** Start EXTRACTED RECORDS **

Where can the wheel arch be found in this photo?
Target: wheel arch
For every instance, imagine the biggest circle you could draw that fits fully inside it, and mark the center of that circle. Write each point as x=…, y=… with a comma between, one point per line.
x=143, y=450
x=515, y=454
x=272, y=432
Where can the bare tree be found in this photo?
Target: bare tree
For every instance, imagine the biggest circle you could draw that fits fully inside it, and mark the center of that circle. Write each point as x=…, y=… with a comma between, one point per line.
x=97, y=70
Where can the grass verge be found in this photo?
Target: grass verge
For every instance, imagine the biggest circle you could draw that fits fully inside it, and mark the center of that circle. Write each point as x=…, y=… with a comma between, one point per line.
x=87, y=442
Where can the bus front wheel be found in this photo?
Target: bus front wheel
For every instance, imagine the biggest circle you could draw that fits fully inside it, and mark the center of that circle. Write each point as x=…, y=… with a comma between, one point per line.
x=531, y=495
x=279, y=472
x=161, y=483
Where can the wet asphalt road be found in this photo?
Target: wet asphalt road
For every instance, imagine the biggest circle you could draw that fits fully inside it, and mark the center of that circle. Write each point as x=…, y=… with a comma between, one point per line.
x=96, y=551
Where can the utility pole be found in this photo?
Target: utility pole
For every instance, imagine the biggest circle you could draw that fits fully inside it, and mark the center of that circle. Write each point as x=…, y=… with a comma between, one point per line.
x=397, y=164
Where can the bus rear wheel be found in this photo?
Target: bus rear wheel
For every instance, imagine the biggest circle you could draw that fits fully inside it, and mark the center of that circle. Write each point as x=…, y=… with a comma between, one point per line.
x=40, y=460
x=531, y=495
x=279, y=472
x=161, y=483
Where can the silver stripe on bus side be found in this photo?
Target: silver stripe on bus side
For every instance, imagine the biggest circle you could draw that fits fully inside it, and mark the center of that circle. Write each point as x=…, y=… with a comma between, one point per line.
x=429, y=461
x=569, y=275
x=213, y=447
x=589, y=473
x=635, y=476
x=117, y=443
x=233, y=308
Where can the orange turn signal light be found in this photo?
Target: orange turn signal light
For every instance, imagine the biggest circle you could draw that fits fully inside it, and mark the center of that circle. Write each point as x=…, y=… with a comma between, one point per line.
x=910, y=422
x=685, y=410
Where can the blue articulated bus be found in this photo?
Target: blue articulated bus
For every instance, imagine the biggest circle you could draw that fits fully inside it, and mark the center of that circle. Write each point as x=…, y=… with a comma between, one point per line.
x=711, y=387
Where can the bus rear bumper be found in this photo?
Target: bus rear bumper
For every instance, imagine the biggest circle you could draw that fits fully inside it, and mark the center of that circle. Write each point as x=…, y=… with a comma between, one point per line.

** End EXTRACTED RECORDS **

Turn every line of the records above into a numbered list, leaving out any blank lines.

1. Where can the wheel arch be found in this photo?
2. Target: wheel arch
3. For every instance, imagine the biggest circle you could draw that fits fully inside it, and mark the center of that circle. Write each point as x=…, y=… with a comma between, one point per line.
4. x=143, y=450
5. x=515, y=454
6. x=272, y=432
7. Where can the bare tree be found in this photo?
8. Target: bare tree
9. For every instance, imagine the biggest circle you could draw that fits fully inside it, and mark the center of that circle. Write each point as x=…, y=… with a comma between, one point per line.
10. x=97, y=70
11. Where can the grass verge be found in this photo?
12. Target: grass verge
13. For every instance, imagine the biggest circle you could draw that fits fully inside it, and mark the center of that circle. Write each point as x=…, y=… with a comma between, one point per line.
14. x=87, y=442
15. Where can the bus front wheel be found in this photo?
16. Target: bus front wheel
17. For every instance, imagine the biggest circle you could draw that fits fully inside it, and mark the center of that circle. Write each point as x=…, y=… with a comma between, one point per line.
18. x=531, y=495
19. x=279, y=472
20. x=161, y=483
21. Where can the wet asphalt road be found in this photo?
22. Target: wet asphalt road
23. For every instance, imagine the biggest circle you could draw that fits fully inside it, and mark the center of that circle. Write each point as x=…, y=… with a comma between, one point per line.
24. x=96, y=551
25. Where can the utility pole be found in this photo?
26. Target: utility pole
27. For every instance, imagine the biggest circle you could draw that fits fully inside it, and mark the center of that circle. Write each point as x=…, y=… with a comma between, one point per line.
28. x=397, y=164
29. Where can the bus rear wheel be found in this photo?
30. Target: bus rear wheel
31. For every instance, imagine the biggest circle you could draw that fits fully inside it, and mark the center of that circle. Write each point as x=…, y=… with a comma between, one point per line.
32. x=40, y=460
33. x=531, y=495
34. x=279, y=472
35. x=161, y=483
36. Where can the silver stripe on bus side be found in this photo?
37. Target: silver stripe on bus side
38. For every instance, imagine the biggest circle you could draw that fits fully inside it, and mark the center of that circle. Write each point as x=…, y=… with a comma between, one point per line.
39. x=429, y=461
40. x=569, y=275
41. x=213, y=447
42. x=589, y=473
43. x=635, y=476
44. x=117, y=443
45. x=233, y=308
46. Where can the orange turn signal light be found in this photo?
47. Target: orange turn signal light
48. For every instance, imagine the biggest circle you could draw that fits fully inside it, and mark the center of that circle. Write each point as x=…, y=… with a comma between, one point per line.
49. x=910, y=422
50. x=685, y=410
51. Where can the blue articulated bus be found in this photo?
52. Target: blue articulated bus
53. For every instance, imagine the biggest circle you could draw that fits fully inside it, and mark the center of that circle. Write each point as x=…, y=… with a comma between, one point per line.
54. x=711, y=387
55. Where can the bus rear bumper be found in this photo?
56. Target: bus rear bumper
57. For every instance, imagine the biggest circle you could draw that fits fully inside it, and mark the center of that circle. Write each point as x=…, y=… with a comma between, one point per line.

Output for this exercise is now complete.